517 - Engana-me que eu gosto
LUIZ ANTONIO RIZZATTO NUNES – Desembargador
Existem várias versões para o significado da expressão “para inglês ver” e que remontam à sua origem. Uma delas diz que em 1815, os portugueses e os britânicos firmaram um compromisso, no qual Portugal se comprometeu a não mais traficar escravos. Todavia, como Portugal não vinha cumprindo o compromisso, o Parlamento Britânico acabou aprovando uma Lei que criminalizava a escravatura e concedia, unilateralmente, à frota real britânica poderes para abordar e inspecionar os navios portugueses. Como estratégia para enganar os ingleses, os portugueses carregavam a embarcação que ia à frente da frota com uma carga inofensiva para ser inspecionada, levando os escravos nos navios posteriores, que se safavam da inspeção.
Outra versão diz que, em 1831, o Governo Português promulgou uma lei proibindo o tráfico negreiro, mas como o sentimento geral era de que a lei não seria cumprida, começou a circular a expressão de que a lei fora feita apenas “para inglês ver”.
E, ainda, outra versão diz que, após a partida da família real portuguesa para o Brasil, Portugal passou a ser uma espécie de protetorado da Inglaterra, que assumiu o comando da máquina militar lusitana na luta conjunta contra a França. Mas, os metódicos ingleses que queriam tudo organizado e por escrito tinham problemas com os práticos portugueses. Assim, a cada imposição organizacional inglesa, os portugueses botavam tudo por escrito, para mostrar que estava tudo em ordem. Mas, era só no papel. Servia apenas para agradar os ingleses e dizer que estava tudo arrumado, isto é, era só para os ingleses lerem (ou verem). Na prática, as coisas eram bem diferentes. O mesmo se dava nas visitas dos generais ingleses a certos locais, que eram preparados (maquiados, como hoje diríamos) para dar uma aparência diversa do real. Se os ingleses exigiam a construção de uma estrada, os portugueses deixavam pás, pedras e outros materiais no local da visita para simular a construção da mesma. Assim, diziam que já a estavam construindo. Era o que os ingleses viam. Ficou a expressão e o aprendizado. Mas, naquela época, consta que, de fato, os ingleses eram enganados.
☆ ☆ ☆ ☆ ☆
__Instruções de trabalho__:
(1) Traduza para o inglês esta frase do texto sobre a expressão “para inglês ver”: “Na prática, as coisas eram bem diferentes.”
(2) Cite, sem alterações, o trecho do texto sobre a expressão “para inglês ver” que começa em “517 - Engana-me” e termina em “safavam da inspeção.”.
Os itens não têm relação com o texto sobre a expressão “para inglês ver”.
☆ ☆ ☆ ☆ ☆
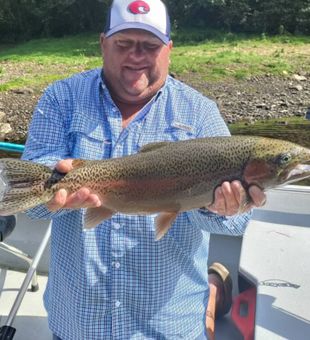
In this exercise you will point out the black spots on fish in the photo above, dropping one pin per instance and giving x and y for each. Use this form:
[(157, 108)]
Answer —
[(283, 159)]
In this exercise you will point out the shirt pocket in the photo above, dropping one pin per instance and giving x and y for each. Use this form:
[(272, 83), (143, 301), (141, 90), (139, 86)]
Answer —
[(87, 139), (172, 133)]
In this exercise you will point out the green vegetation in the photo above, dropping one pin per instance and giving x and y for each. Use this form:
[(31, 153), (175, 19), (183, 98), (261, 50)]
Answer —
[(212, 55), (296, 130)]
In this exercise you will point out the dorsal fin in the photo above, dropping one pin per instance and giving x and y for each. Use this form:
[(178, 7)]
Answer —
[(153, 146)]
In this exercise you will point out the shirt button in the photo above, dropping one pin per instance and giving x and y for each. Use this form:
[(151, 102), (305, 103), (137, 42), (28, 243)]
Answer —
[(116, 226), (116, 264)]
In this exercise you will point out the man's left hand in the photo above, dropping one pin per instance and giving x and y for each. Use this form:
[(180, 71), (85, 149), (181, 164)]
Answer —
[(231, 198)]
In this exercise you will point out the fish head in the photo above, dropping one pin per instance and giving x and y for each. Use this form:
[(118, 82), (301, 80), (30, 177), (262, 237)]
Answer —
[(276, 162)]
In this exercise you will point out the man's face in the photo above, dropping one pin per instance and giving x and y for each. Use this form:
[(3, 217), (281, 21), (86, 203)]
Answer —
[(136, 64)]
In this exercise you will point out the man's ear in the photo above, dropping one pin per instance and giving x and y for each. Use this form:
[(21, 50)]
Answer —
[(102, 40)]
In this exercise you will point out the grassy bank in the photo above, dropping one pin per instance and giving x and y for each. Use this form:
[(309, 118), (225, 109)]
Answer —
[(212, 56), (296, 130)]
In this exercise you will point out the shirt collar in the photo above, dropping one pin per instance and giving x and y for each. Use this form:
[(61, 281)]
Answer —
[(103, 87)]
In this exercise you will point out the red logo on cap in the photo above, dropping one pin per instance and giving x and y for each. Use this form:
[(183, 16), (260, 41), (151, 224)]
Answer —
[(139, 7)]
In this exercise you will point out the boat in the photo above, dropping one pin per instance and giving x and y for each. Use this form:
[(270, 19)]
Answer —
[(269, 265)]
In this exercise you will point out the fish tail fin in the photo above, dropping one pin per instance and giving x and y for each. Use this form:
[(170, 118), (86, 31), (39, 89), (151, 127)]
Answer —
[(23, 185)]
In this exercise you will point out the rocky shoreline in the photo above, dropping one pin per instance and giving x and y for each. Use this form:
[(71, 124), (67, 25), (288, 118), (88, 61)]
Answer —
[(258, 98)]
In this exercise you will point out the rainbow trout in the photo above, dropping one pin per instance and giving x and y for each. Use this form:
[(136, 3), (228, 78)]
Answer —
[(165, 177)]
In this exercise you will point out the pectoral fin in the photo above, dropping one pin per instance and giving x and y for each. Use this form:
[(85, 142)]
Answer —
[(94, 216), (163, 223)]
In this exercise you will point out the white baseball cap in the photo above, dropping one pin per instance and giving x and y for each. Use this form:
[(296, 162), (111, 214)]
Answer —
[(148, 15)]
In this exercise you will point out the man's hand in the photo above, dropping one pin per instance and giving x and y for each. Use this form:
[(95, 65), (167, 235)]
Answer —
[(230, 199), (83, 198)]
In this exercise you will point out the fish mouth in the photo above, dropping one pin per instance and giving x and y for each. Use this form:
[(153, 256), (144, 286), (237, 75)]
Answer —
[(299, 172)]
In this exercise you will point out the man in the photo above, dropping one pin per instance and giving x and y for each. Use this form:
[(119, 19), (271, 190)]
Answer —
[(115, 281)]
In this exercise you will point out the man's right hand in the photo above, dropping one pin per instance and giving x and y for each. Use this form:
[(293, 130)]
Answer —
[(83, 198)]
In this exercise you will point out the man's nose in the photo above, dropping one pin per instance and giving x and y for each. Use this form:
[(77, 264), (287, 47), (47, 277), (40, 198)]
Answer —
[(138, 51)]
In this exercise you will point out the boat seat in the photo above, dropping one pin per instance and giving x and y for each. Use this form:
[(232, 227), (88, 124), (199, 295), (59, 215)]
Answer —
[(7, 225)]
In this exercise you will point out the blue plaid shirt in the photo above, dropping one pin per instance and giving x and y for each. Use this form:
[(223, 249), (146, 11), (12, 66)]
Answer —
[(115, 281)]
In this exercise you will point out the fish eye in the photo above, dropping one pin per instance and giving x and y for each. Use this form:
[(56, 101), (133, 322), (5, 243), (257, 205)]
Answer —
[(284, 158)]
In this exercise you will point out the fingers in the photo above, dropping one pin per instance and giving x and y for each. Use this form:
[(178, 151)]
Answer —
[(257, 195), (58, 201), (231, 199)]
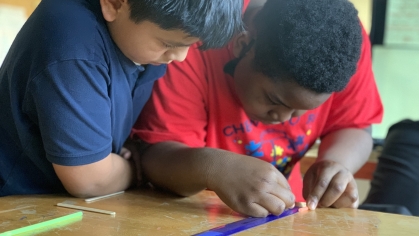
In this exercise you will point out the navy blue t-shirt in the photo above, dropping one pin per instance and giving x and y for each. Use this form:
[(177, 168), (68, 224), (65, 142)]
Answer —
[(67, 96)]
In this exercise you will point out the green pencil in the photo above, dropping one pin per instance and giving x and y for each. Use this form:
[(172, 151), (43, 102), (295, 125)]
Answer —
[(46, 225)]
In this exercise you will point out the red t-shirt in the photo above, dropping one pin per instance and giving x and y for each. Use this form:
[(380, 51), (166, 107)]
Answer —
[(195, 103)]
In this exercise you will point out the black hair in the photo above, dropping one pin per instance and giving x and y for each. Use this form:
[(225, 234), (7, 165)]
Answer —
[(315, 43), (214, 22)]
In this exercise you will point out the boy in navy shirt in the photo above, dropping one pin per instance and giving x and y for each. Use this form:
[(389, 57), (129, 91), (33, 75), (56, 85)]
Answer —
[(78, 75)]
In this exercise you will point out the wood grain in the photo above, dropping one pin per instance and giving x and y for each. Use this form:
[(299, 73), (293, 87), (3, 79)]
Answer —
[(149, 212)]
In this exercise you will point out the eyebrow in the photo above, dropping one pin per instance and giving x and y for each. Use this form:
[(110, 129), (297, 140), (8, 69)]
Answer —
[(177, 44)]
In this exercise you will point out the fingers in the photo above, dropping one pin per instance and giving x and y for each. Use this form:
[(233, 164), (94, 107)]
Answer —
[(268, 204), (349, 197), (336, 189), (329, 186)]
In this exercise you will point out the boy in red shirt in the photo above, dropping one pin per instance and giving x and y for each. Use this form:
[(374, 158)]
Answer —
[(244, 115)]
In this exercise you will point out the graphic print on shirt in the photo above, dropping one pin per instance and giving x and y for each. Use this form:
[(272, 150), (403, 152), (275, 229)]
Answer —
[(282, 145)]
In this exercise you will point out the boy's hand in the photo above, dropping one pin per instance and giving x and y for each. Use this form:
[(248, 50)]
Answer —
[(251, 186), (330, 184)]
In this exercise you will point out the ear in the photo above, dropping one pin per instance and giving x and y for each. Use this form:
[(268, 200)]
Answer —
[(240, 42), (111, 8)]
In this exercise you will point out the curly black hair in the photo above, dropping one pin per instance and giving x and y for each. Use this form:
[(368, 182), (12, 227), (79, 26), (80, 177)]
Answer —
[(316, 43), (214, 22)]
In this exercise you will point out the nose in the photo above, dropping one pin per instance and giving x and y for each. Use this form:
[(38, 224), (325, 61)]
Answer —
[(177, 54), (280, 116)]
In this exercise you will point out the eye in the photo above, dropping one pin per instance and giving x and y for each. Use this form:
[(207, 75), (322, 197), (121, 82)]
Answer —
[(271, 102), (168, 46)]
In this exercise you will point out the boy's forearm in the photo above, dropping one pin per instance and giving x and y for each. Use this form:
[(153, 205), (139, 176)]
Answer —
[(109, 175), (177, 167), (350, 147)]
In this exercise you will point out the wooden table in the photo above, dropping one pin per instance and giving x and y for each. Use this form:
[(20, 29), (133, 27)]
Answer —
[(150, 212)]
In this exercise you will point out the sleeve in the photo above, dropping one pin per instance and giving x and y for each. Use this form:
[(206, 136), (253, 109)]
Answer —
[(177, 108), (69, 101), (359, 104)]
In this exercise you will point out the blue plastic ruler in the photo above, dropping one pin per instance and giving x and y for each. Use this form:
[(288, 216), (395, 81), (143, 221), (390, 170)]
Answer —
[(244, 224)]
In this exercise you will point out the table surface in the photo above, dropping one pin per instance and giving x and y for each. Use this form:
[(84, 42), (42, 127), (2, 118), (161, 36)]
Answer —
[(151, 212)]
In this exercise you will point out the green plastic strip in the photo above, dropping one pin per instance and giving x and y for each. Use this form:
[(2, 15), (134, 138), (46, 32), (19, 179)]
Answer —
[(46, 225)]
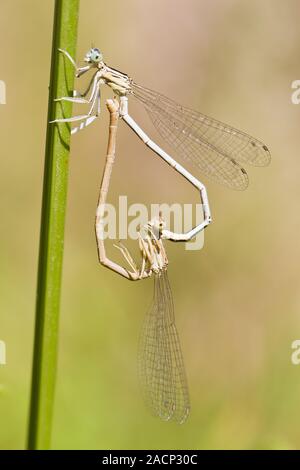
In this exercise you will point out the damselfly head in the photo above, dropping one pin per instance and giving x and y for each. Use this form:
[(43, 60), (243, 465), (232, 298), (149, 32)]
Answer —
[(93, 56)]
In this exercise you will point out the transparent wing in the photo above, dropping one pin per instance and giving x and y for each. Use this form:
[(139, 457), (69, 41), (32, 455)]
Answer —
[(160, 363), (218, 150)]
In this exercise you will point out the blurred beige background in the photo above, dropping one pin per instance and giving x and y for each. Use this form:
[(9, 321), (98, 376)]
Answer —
[(237, 301)]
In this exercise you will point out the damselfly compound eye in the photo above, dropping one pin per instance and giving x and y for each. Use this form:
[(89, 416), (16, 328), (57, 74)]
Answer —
[(94, 55)]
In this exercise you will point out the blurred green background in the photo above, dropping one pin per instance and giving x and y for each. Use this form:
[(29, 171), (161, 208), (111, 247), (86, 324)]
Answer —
[(237, 301)]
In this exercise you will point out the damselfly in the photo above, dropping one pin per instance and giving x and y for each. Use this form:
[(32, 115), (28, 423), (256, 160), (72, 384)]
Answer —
[(218, 150), (160, 362)]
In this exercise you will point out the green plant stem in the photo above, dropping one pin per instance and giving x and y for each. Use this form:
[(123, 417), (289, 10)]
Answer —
[(52, 229)]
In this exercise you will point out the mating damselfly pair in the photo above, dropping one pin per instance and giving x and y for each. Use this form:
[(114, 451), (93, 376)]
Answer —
[(219, 151)]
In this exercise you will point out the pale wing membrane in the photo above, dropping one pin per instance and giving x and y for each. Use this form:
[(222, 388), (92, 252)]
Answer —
[(215, 148), (160, 362)]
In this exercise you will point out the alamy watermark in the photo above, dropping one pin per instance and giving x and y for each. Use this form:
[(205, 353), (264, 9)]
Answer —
[(2, 353), (125, 221), (2, 92)]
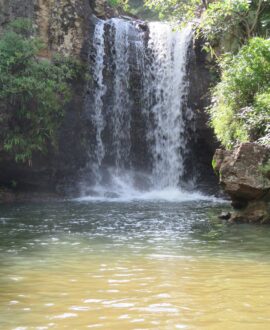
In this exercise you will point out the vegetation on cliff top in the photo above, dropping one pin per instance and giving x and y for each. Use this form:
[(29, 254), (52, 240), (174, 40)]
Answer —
[(33, 91), (236, 34)]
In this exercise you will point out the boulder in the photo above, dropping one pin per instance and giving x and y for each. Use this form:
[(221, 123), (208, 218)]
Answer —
[(244, 177)]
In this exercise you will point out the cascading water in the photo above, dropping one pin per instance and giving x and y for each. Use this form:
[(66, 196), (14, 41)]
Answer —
[(168, 88), (136, 106)]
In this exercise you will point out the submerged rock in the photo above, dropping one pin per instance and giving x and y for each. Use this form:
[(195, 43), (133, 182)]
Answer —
[(244, 176)]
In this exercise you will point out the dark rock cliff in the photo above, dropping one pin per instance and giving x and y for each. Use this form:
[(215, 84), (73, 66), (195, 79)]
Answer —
[(67, 26), (244, 174)]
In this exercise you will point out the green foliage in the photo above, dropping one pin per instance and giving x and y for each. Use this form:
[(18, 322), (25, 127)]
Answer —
[(120, 3), (32, 92), (179, 10), (235, 21), (241, 101)]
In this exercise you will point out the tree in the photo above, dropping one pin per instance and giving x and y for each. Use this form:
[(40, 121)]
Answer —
[(33, 92), (240, 108)]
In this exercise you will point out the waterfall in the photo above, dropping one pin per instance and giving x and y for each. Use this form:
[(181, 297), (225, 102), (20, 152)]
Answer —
[(136, 105), (167, 87), (100, 91)]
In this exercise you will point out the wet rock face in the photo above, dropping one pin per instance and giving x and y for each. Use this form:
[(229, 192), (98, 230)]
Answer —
[(243, 176)]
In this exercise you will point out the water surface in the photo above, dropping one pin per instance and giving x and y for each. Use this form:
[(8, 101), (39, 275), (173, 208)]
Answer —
[(131, 265)]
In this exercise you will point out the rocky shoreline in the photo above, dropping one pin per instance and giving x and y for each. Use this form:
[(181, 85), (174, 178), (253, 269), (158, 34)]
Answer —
[(244, 174)]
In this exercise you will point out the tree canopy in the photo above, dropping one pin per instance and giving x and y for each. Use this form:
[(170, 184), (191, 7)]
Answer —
[(33, 91)]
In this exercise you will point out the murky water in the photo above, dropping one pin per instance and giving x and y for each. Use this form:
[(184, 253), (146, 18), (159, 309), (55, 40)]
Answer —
[(131, 265)]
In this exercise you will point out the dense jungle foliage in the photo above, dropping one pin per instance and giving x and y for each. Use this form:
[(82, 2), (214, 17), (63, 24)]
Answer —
[(33, 91)]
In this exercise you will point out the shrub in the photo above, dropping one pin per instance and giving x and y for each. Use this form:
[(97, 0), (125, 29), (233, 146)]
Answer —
[(32, 92), (240, 108)]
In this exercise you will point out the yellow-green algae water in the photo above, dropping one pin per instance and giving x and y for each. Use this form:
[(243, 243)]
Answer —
[(133, 265)]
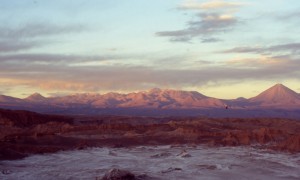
☆ ☆ ☆ ☆ ☆
__Respostas por tarefa__:
(1) In practice, things were quite different.

(2)
517 - Engana-me que eu gosto
LUIZ ANTONIO RIZZATTO NUNES – Desembargador
Existem várias versões para o significado da expressão “para inglês ver” e que remontam à sua origem. Uma delas diz que em 1815, os portugueses e os britânicos firmaram um compromisso, no qual Portugal se comprometeu a não mais traficar escravos. Todavia, como Portugal não vinha cumprindo o compromisso, o Parlamento Britânico acabou aprovando uma Lei que criminalizava a escravatura e concedia, unilateralmente, à frota real britânica poderes para abordar e inspecionar os navios portugueses. Como estratégia para enganar os ingleses, os portugueses carregavam a embarcação que ia à frente da frota com uma carga inofensiva para ser inspecionada, levando os escravos nos navios posteriores, que se safavam da inspeção.